_WRITTEN EXERCISE_.
Reproduce all of the data below verbatim, line for line, with every value unchanged.

_MATERIAL SUPPLIED_.
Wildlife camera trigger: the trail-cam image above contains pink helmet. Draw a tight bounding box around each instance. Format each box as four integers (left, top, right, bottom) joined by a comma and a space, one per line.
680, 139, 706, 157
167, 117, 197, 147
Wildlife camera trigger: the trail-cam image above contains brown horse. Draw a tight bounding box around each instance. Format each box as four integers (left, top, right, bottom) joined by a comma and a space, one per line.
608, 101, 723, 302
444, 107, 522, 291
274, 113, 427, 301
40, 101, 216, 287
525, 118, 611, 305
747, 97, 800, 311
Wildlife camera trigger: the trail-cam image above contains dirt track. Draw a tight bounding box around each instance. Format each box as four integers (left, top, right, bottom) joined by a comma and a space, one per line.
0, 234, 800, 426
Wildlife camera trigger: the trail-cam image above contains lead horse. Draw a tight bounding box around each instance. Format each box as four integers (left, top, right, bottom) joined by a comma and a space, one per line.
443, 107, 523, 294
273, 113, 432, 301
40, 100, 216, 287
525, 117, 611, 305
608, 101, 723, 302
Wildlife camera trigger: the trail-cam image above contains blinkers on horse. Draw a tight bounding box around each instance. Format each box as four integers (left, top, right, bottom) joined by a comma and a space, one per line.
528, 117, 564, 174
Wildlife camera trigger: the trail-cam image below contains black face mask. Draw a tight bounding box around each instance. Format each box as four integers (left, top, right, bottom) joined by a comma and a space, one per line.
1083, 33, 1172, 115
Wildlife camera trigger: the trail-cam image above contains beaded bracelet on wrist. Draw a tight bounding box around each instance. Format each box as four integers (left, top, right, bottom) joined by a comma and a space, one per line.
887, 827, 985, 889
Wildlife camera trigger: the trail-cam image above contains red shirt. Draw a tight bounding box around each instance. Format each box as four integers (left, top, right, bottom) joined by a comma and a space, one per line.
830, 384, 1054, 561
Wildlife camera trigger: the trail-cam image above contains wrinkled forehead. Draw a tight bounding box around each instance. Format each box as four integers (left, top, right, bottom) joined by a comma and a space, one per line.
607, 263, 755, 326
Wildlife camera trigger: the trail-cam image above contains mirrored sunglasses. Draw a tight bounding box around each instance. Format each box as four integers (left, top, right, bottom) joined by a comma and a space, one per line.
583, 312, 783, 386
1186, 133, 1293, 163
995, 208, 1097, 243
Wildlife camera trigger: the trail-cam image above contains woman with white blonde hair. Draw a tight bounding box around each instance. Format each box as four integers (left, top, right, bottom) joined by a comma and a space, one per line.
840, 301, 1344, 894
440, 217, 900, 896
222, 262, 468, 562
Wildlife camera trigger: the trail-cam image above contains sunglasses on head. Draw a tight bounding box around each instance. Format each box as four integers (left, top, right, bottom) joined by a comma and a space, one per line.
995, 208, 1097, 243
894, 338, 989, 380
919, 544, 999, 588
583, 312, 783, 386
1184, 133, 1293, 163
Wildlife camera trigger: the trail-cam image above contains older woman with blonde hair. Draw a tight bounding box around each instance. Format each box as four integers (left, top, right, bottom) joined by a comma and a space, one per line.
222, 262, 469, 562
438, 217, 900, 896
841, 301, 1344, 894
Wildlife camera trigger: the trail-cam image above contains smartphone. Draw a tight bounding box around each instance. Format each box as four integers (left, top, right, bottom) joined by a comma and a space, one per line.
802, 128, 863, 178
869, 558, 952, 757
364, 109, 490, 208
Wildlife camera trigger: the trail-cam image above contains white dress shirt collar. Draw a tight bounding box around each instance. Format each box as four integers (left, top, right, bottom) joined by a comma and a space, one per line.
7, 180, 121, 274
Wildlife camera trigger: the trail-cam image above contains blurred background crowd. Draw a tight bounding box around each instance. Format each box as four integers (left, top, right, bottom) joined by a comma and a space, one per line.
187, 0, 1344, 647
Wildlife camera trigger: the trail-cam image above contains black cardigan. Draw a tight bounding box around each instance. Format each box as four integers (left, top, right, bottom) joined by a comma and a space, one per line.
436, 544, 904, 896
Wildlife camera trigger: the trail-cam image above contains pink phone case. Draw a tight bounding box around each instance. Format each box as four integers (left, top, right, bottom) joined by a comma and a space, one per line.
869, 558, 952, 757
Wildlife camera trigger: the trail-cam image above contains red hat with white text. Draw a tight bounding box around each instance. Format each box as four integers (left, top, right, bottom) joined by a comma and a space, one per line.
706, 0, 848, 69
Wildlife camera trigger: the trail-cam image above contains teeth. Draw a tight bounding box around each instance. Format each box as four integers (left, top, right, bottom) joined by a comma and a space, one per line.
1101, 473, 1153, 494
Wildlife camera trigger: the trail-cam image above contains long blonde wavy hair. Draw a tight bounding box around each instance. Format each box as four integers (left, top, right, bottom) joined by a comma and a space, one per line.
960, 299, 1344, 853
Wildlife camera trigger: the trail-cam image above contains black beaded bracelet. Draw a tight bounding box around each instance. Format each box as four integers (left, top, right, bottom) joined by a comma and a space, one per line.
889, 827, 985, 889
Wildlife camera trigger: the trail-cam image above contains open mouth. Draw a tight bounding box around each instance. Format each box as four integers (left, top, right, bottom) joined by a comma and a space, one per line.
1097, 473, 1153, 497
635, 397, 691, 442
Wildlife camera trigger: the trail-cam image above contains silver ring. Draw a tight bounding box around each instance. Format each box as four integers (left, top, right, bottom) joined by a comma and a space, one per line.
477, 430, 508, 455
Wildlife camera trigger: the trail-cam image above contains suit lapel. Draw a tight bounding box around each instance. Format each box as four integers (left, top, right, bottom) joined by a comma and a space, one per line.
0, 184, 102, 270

_EXERCISE RESPONSE_.
Wildlife camera trigger: the trail-cam image above contains pink helmet. Draw a tight bounding box around each instance. Format each box as four integers (left, top, right, bottom) joined by a comma and a space, one per line.
680, 139, 706, 157
167, 117, 197, 147
Wildlife camera trigger: the trail-cam image above contains brown horse. Draw a tight bounding box around each instance. Format each box as four integers (left, top, right, bottom) joined by a comma and a space, one per line.
608, 101, 723, 302
444, 107, 522, 291
274, 113, 427, 301
40, 101, 216, 287
525, 118, 611, 305
747, 97, 800, 311
Wildlife camera trigger: the trail-cam image above contains dirt track. Draw a tight bounding box around each instance. Format each box as four integers (left, top, right, bottom) joined by a comma and a space, one per line.
0, 234, 800, 426
Wildlife camera trigger: the trail-cam image above contains lead horse. Draw a tight bounding box around each instance. Format each box as four integers (left, top, right, bottom) joined by a comma and a space, one per line.
443, 107, 523, 294
273, 113, 432, 301
40, 100, 216, 287
525, 117, 611, 305
608, 101, 723, 302
Wildlife camera trigger: the trail-cam image above contains blinkers on horse. Draw a tight bounding box around each instance. Format each box as four integers (left, top, right, bottom) joined by a comma and a space, one per line.
528, 117, 564, 174
Wildlife camera trigger: the trail-cam image below contains black face mask. Draw a tight bounding box around each instance. Format each box as four integers (left, top, right, bottom) joined by a comma and a space, one per line.
1083, 33, 1172, 115
Wildlife camera trigger: the trail-cam image above contains beaded bracelet on wrist. Draw a tight bounding box around each instance. Format each box as four integers (left, top, right, bottom) joined by a comma and a space, one per line.
887, 827, 985, 889
Wildlife camera trigger: the trail-cam image above contains red shirt. Draw a tight bounding box around each instance. Format each box as four integers (left, top, right, bottom) joined by a comma and a space, one per line.
830, 384, 1054, 561
Wildlife camera trigger: the trail-cam image above contains wrinkled forehead. Draw a tight bounding box around each instance. Format each box as four integers (left, top, right, bottom) joined by a comma and a space, one per line.
607, 263, 755, 326
Wildlife camera trigger: the trail-cam image above contains mirrored sunglasses. Draw a tight bounding box around each instance. Format each box as four integers (left, top, right, bottom) joined by a comma and a space, one per line.
583, 312, 783, 386
1186, 133, 1293, 163
995, 208, 1097, 243
Wildlife camera trigger: the trail-cam image above contains woman with white blonde hair. Draw a tight bounding box around each instance. Format each box as four integers (left, top, right, bottom) joined by a comma and a space, one per line.
840, 301, 1344, 894
440, 217, 900, 896
222, 262, 468, 562
Wildlife camera trigger: the trail-cam image above contains sunglasses on head. Draw a tight bounding box around each instance. Format each box as four integers (left, top, right, bottom) joined by a comma and a space, one per line.
995, 208, 1097, 243
894, 338, 989, 380
919, 544, 999, 588
583, 312, 783, 386
1184, 133, 1293, 163
Wildlife camera trigger: the trail-cam image above contains older woman with blonde hair. Draw a tight bounding box around each instance. Format each box as four integers (left, top, right, bottom) joined by a comma and a space, one per line.
222, 262, 469, 562
438, 217, 900, 896
841, 301, 1344, 894
Wildlife camera trigger: the trail-cam image above contains smartphone. Draw a tight bounding box around each instance. Format each box as four integers (left, top, right, bottom) joined by a comma and a space, one per line.
802, 128, 863, 178
869, 558, 952, 757
364, 109, 490, 208
Wildlife camera trigger: the trail-cam image above contains white dress shirt collar. Draw a tight bounding box around each instance. Format each box as four integers (left, top, right, bottom) joined by a comma and a space, one per line.
7, 180, 121, 274
Wildlife camera trigger: the trail-cam image above contains blurred background crowd. Draw a tight bounding box around each instance. Format each box as four integers (left, top, right, bottom) joined by a comma and a space, one per line.
187, 0, 1344, 647
Wildlife camera trigger: the trail-cam image above contains black cardigan. Draw a tight bounding box around each instance. Format each box as four integers (left, top, right, bottom) joined by a comma and a space, one per line.
436, 544, 904, 896
Wildlife camera trigger: the trail-cam image above contains pink phone case. Draw a tight bounding box around each instance. Format each box as four integers (left, top, right, bottom) joined by a comma and a space, one per line.
869, 558, 952, 757
Wildlife camera trigger: the trail-cam image above contains red hat with white text. Draw a tight bounding box around each instance. Format each box as four integers (left, top, right, bottom) joined by a comma and a space, one per line.
706, 0, 848, 69
Wildlife camera trigger: the trail-cam image above contains teeth. Draw a tight bounding box around each instance. Format each box as four integers (left, top, right, bottom) joined by a comma and a space, one per line.
1101, 473, 1153, 494
Wildlife camera trigger: the trail-cam image above contains long blonde wavy hair. Draw a tight bounding box around each instance. Format each box as four integers (left, top, right, bottom) joined by a comma and a space, one per line.
960, 299, 1344, 853
Wildlife camera trigger: the trail-cam image above contains black beaded bracelet. Draw a tight bounding box around each instance. Format each box as four integers (left, top, right, bottom) joined by a comma and a space, one per line.
889, 827, 985, 889
Wildlife camera trigger: the trail-cam image above contains open mouth. Draw a tight bounding box around each instance. Format each box as four integers (left, top, right, bottom) joined by a comma and a space, one per line.
1097, 473, 1153, 497
635, 397, 691, 442
Wildlife camera trigger: the trail-cam image above contains silver ring. Draw a tight bounding box around each instance. Format each box as four integers (left, top, right, bottom) joined by a comma and a space, one per line.
477, 430, 508, 455
Wildlife camera trigger: the trail-cam image above contains suit lapel. Draw a tight bounding box around each instance. Format each box as four integers (left, top, right, bottom) joined by a comma and a space, one per line.
0, 184, 102, 270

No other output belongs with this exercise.